Segment Start: Records for this exercise

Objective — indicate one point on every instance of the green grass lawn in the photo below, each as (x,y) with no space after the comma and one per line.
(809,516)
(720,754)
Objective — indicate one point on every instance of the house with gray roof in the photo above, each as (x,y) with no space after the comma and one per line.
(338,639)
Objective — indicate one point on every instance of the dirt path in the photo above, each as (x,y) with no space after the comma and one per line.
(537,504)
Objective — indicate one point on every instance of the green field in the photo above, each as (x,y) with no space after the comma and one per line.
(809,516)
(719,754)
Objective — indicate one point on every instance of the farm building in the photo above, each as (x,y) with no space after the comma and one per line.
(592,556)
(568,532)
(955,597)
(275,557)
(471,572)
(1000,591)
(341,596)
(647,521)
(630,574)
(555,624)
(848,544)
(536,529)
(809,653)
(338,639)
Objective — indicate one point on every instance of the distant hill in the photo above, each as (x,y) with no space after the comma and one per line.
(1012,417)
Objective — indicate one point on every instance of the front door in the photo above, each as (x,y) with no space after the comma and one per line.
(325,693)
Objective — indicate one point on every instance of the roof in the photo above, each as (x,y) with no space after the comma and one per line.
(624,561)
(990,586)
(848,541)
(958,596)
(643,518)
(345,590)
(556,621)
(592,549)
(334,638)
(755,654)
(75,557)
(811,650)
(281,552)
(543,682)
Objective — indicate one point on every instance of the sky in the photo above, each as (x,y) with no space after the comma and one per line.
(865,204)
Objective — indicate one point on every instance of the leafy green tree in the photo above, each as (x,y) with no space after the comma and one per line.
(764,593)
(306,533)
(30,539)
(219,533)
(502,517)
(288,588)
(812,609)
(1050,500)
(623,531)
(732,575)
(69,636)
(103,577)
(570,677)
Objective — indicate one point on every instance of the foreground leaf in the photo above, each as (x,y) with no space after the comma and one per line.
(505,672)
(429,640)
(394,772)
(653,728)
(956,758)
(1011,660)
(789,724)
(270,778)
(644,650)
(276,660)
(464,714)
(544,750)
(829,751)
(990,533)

Segment End: Records for this exercise

- [What is being asked]: Restate each of the records exactly, leaving nothing out.

- [Answer below]:
Objective — indicate one point on every instance of the green grass lawn in the photo below, each as (x,y) with no space after the comma and one per line.
(809,516)
(720,754)
Objective — indicate one point on every instance of the house with gray roof in the photo above, each as (x,y) with no space after the comma and one per line.
(338,639)
Objective — indicate one point on every instance of the dirt path in the photo above, each as (x,y) with no space after the comma and one per line.
(537,504)
Objective — indicate one point on every instance of the green field in the photo above, each as (x,y) with no space after the comma and one per line.
(809,516)
(719,754)
Objective — indicate one point on every instance of the farm building in the photo above, each as (x,y) with no space after the comma and one per line.
(592,556)
(568,532)
(955,597)
(275,557)
(471,572)
(1000,591)
(341,596)
(647,521)
(630,574)
(555,624)
(848,544)
(536,529)
(809,653)
(338,639)
Objective — indicate one point on every instance of the distant hill in the photo above, each as (x,y) with no space after the comma and one per line.
(1012,417)
Objective — indicate one point on every instance of the front door in the photo above, each as (x,y) with no space after the comma and one per line.
(325,693)
Objective — indicate one point on every instance of the roof in the photo above, each as (x,y) with no space after the comma and one per line.
(624,561)
(990,586)
(848,541)
(958,596)
(643,518)
(345,590)
(556,621)
(592,549)
(334,638)
(755,654)
(75,557)
(811,650)
(281,552)
(543,682)
Objective — indicate one point on every instance of the sky in the photo above, each as (x,y) with no space after the comma and one per line.
(865,204)
Objective — indicate one point on every instance of the leafy green tree in the photo above, each as (x,y) with no space after the comma and one per line.
(764,593)
(306,533)
(30,539)
(219,533)
(502,517)
(288,588)
(812,609)
(1050,500)
(623,531)
(732,575)
(69,636)
(103,577)
(570,677)
Objective — indicate one point on every instance of the foreground leaf in the photo above, each as (x,y) with no space after the comma and one per line.
(505,672)
(429,640)
(394,772)
(653,728)
(956,758)
(1011,660)
(789,724)
(270,778)
(644,650)
(276,660)
(464,714)
(544,750)
(829,751)
(990,533)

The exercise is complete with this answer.